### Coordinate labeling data
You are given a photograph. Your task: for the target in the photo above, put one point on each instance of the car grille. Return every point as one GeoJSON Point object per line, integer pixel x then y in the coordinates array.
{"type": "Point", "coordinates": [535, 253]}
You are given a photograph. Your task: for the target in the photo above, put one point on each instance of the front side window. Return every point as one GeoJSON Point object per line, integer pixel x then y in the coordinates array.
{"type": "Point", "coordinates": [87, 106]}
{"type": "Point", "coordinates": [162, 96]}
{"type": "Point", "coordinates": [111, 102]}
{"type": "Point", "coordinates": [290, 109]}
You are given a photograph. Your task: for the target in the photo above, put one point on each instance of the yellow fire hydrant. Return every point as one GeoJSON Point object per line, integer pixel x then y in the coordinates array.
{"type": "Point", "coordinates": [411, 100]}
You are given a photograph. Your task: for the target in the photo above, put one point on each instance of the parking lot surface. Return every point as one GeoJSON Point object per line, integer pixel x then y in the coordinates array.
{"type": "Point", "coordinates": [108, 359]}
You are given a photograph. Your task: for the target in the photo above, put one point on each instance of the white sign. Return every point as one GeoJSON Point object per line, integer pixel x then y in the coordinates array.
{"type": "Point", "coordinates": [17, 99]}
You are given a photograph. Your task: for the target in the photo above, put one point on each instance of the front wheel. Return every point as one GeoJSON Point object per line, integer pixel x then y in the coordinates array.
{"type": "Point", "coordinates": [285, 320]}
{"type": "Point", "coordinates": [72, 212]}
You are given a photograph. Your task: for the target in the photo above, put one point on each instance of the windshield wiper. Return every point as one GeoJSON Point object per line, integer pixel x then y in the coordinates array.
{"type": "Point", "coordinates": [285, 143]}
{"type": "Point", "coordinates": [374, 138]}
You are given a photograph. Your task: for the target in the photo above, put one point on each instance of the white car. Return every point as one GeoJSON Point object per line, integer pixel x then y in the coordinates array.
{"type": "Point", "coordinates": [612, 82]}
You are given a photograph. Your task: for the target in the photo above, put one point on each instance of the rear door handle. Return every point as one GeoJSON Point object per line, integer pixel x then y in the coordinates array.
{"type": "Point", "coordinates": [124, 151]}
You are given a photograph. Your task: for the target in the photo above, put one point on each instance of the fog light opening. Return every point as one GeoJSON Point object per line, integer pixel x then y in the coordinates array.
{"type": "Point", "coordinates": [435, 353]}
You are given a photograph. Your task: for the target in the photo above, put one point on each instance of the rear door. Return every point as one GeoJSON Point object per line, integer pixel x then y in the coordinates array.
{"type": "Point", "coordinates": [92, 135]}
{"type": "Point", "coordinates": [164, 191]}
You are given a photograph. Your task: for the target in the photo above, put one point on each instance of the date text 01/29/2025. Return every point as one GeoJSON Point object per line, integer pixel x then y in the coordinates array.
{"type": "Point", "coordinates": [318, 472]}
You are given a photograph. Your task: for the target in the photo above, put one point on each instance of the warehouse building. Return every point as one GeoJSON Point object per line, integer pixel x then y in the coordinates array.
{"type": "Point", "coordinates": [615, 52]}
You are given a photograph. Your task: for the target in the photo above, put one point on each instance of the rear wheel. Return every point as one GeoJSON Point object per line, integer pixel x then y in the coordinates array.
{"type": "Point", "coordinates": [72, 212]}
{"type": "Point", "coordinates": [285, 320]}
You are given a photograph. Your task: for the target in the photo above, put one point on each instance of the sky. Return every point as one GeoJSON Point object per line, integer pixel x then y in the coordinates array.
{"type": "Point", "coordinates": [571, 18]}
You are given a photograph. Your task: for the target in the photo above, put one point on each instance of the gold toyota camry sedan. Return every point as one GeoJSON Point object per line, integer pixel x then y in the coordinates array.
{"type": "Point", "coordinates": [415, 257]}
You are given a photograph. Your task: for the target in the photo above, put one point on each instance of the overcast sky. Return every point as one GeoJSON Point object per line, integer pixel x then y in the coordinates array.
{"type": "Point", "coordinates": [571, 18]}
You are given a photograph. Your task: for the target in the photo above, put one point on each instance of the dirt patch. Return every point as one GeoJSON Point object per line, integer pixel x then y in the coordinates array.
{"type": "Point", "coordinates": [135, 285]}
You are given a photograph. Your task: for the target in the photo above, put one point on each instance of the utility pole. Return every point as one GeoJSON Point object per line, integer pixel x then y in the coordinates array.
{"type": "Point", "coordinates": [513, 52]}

### What is required
Reproduce the full listing word for word.

### Answer
You are given a photograph. Your task: for the target in the photo above, put one point on each instance of the car grille. Return every point as one GeoJSON Point object per line, integer pixel x then y in the coordinates array.
{"type": "Point", "coordinates": [535, 253]}
You are given a photograph. Your task: for the target in the photo above, put one point on each instance of the front side window. Return every point as one GeoJSON Point object per line, integer pixel x then y in the coordinates array.
{"type": "Point", "coordinates": [87, 106]}
{"type": "Point", "coordinates": [162, 96]}
{"type": "Point", "coordinates": [111, 102]}
{"type": "Point", "coordinates": [290, 109]}
You are given a photograph. Your task: for the target in the photo above, put one point on each instance of the yellow fire hydrant. Return every point as one GeoJSON Point object per line, integer pixel x then y in the coordinates array.
{"type": "Point", "coordinates": [411, 100]}
You are given a photograph. Your task: for the target in the photo above, put one point on each instance of the parking lot surface. Return every point as one GeoJSON Point object per line, integer pixel x then y in the coordinates array.
{"type": "Point", "coordinates": [108, 359]}
You are given a photograph. Your task: for the target in the photo above, put one point on each instance of the white sign. Return every point as one GeoJSON Point object per line, integer pixel x then y in the coordinates array.
{"type": "Point", "coordinates": [17, 99]}
You are given a photograph. Your task: for the target in the photo above, put one point on each instance of the front wheel. Return every point as one GeoJSON Point object per line, integer pixel x then y in the coordinates array.
{"type": "Point", "coordinates": [285, 320]}
{"type": "Point", "coordinates": [72, 212]}
You are given a photograph. Your task: for the target in the photo above, put one point on each instance of the windshield wiper. Return every point as one GeoJSON Point object per line, integer pixel x then y in the coordinates array.
{"type": "Point", "coordinates": [285, 143]}
{"type": "Point", "coordinates": [374, 138]}
You are given a photograph. Your task: for the target in the photo above, put one point on each instance of the white car. Return every point as one GeoJSON Point object per line, integer pixel x then y in the coordinates array.
{"type": "Point", "coordinates": [612, 82]}
You are given a photograph. Your task: for the target in the photo above, put one point on each instance of the rear door handle. Return every point as one GeoJSON Point object per line, integer pixel x then y in the coordinates array.
{"type": "Point", "coordinates": [124, 151]}
You are given a photograph. Your task: for the target in the photo above, put one point on each instance of the fog light opening. Return every point as one GeoJSON Point object per line, integer pixel x then y in the coordinates array.
{"type": "Point", "coordinates": [435, 353]}
You are given a photograph. Your task: for the target in the photo above, put one point on each instance of the rear door. Return every point as one GeoJSON Point object per line, integer pixel x then y in the coordinates array.
{"type": "Point", "coordinates": [92, 135]}
{"type": "Point", "coordinates": [164, 191]}
You are given a photograph. Your task: for the target in the photo above, put one point on each instance of the date text 01/29/2025. Return every point as one GeoJSON Point object per line, integer pixel x then y in the coordinates array.
{"type": "Point", "coordinates": [318, 472]}
You are given a photograph. Your task: for the target in the photo above, put one point on each instance of the warehouse building. Return every point as one GeoJSON Point object per line, integer pixel x then y in the coordinates array.
{"type": "Point", "coordinates": [615, 52]}
You are given a photograph. Your task: for the target in the photo above, put one point on each instance of the rear wheel. Return every point as one GeoJSON Point object per line, integer pixel x then y in the coordinates array.
{"type": "Point", "coordinates": [72, 212]}
{"type": "Point", "coordinates": [285, 320]}
You are given a photograph. Your task: for the target in the photo above, put one point on each instance of the sky. Return every point as one GeoJSON Point object per line, integer pixel x then y in the coordinates array.
{"type": "Point", "coordinates": [571, 18]}
You are given a photograph. Your task: for the target in the photo above, put one point on each instance of the gold toyota camry sedan. Return every point as one GeoJSON Point object per line, integer pixel x then y in the coordinates array.
{"type": "Point", "coordinates": [415, 257]}
You are given a photograph. Your task: for the target in the photo above, put one point on each instance of the overcast sky. Return every point as one GeoJSON Point object per line, integer pixel x then y in the coordinates array.
{"type": "Point", "coordinates": [571, 18]}
You are given a photograph. Your task: for the target in the photo above, put one point on each instance of the dirt patch. Return every point as one GeoJSON Point object per line, integer pixel x then y in the coordinates array.
{"type": "Point", "coordinates": [135, 285]}
You are given a photograph. Your task: for the target in the photo above, put one point on each instance of the utility pole. Return every point as one GeoJSON Point object per line, integer pixel x then y in the coordinates array.
{"type": "Point", "coordinates": [513, 52]}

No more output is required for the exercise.